* [O QUE SE PEDE]:
Extraia do texto sobre os antepassados de Fernando Ulrich tudo o que vai desde "Fernando Ulrich é" até "foi deputado da monarquia.", sem mudar uma palavra.

* [TEXTO PARA LER]:
↓

A história colonialista e escravocrata dos Donos de Portugal: o caso dos antepassados do banqueiro Fernando Ulrich

O colonialismo, o racismo e, em alguns casos, a escravatura foram importantes formas de acumulação concreta da riqueza atual de muitos dos Donos de Portugal1. O passado familiar do banqueiro Fernando Ulrich - fundador do Banco Português de Investimento (BPI), defensor acérrimo da precariedade laboral e homem próximo do PSD - é um exemplo disso. A riqueza, influência e poder acumulados ao longo do tempo pelos seus antepassados, contam uma história de brutalidades. Hoje, desenterrar este passado é essencial para o importante debate sobre reparações históricas2.

Fernando Ulrich é trisneto de João Henrique Ulrich (1815-1885), um homem que enriqueceu com o tráfico de pessoas negras escravizadas e que a partir daí construiu o vasto império empresarial da família. Nascido em Portugal, este homem sinistro enriqueceu na costa Angolana e no Rio de Janeiro com a venda clandestina de pessoas, quando já era proibida a entrada de novos escravizados no Brasil3. De regresso a Portugal, passou a dominar diversas empresas, ligou-se à banca e foi deputado da monarquia.

O filho deste escravocrata e bisavô de Fernando Ulrich, João Henrique Ulrich Jr. (1851-1895), numa polémica com Ramalho Ortigão em 1873, escrevia o seguinte sobre a suposta benevolência da escravatura no Brasil, quando esta se mantinha ainda neste país e estava prestes a acabar nas colónias portuguesas4:

”[…] nunca encontrámos, nem ouvimos falar desses “negros famintos”. Antes, bem pelo contrário, vimos em todas ou quase todas as plantações os escravos tratados o mais humanamente, tendo boa habitação e excelente alimento - farto e substancial - pois é do próprio interesse do dono cuidar bem dos seus escravos e, cuidando-se até já bastante da educação das crianças escravas, pois que em algumas fazendas vimos o capelão dar-lhes lição de leitura de catequismo. […] os escravos são tratados com cuidado e até desvelo.”5

O homem que cito anteriormente foi fundador da Companhia Nacional de Tabacos e um destacado dirigente da Sociedade de Geografia de Lisboa6, instituição central para a colonização efetiva dos territórios africanos. A sua mulher, Maria Cristina de Orta Ennes (1856-1884), era irmã de António Ennes (1848-1901). Este tio-bisavô de Fernando Ulrich foi Ministro da Marinha e do Ultramar, Comissário Régio em Moçambique e fundador da Sociedade de Geografia de Lisboa. Foi o responsável pela campanha de Mouzinho de Albuquerque contra Ngungunhane, e também por episódios de repressão sobre os povos da Guiné-Bissau e São Tomé e Príncipe7. A sua estátua em Maputo foi removida da via pública depois da independência do país.

↑

* [DADOS DISPONÍVEIS]:

↓

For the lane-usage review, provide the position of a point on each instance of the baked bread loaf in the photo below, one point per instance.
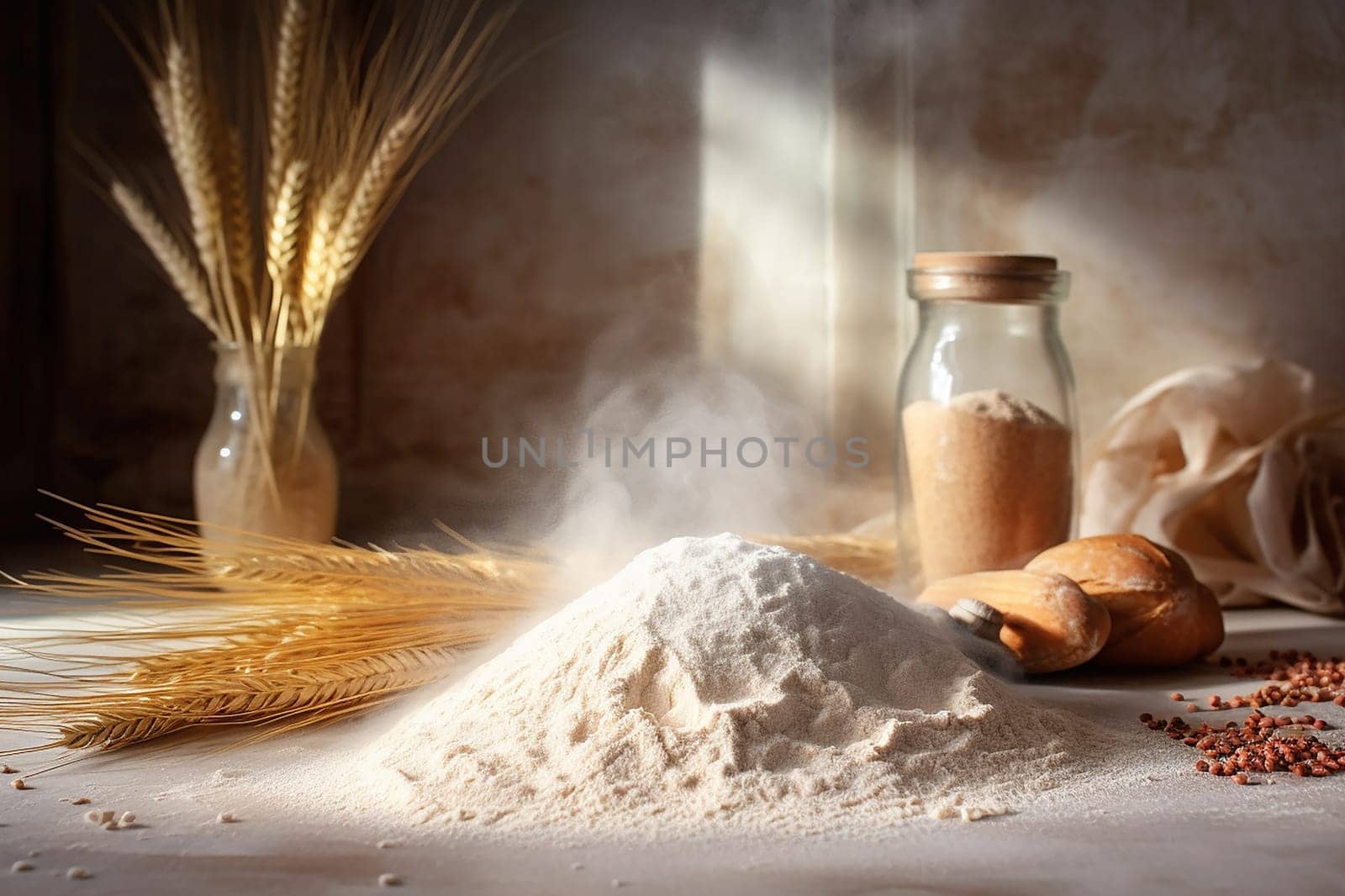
(1160, 614)
(1049, 623)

↑

* [RESPOSTA]:
Fernando Ulrich é trisneto de João Henrique Ulrich (1815-1885), um homem que enriqueceu com o tráfico de pessoas negras escravizadas e que a partir daí construiu o vasto império empresarial da família. Nascido em Portugal, este homem sinistro enriqueceu na costa Angolana e no Rio de Janeiro com a venda clandestina de pessoas, quando já era proibida a entrada de novos escravizados no Brasil3. De regresso a Portugal, passou a dominar diversas empresas, ligou-se à banca e foi deputado da monarquia.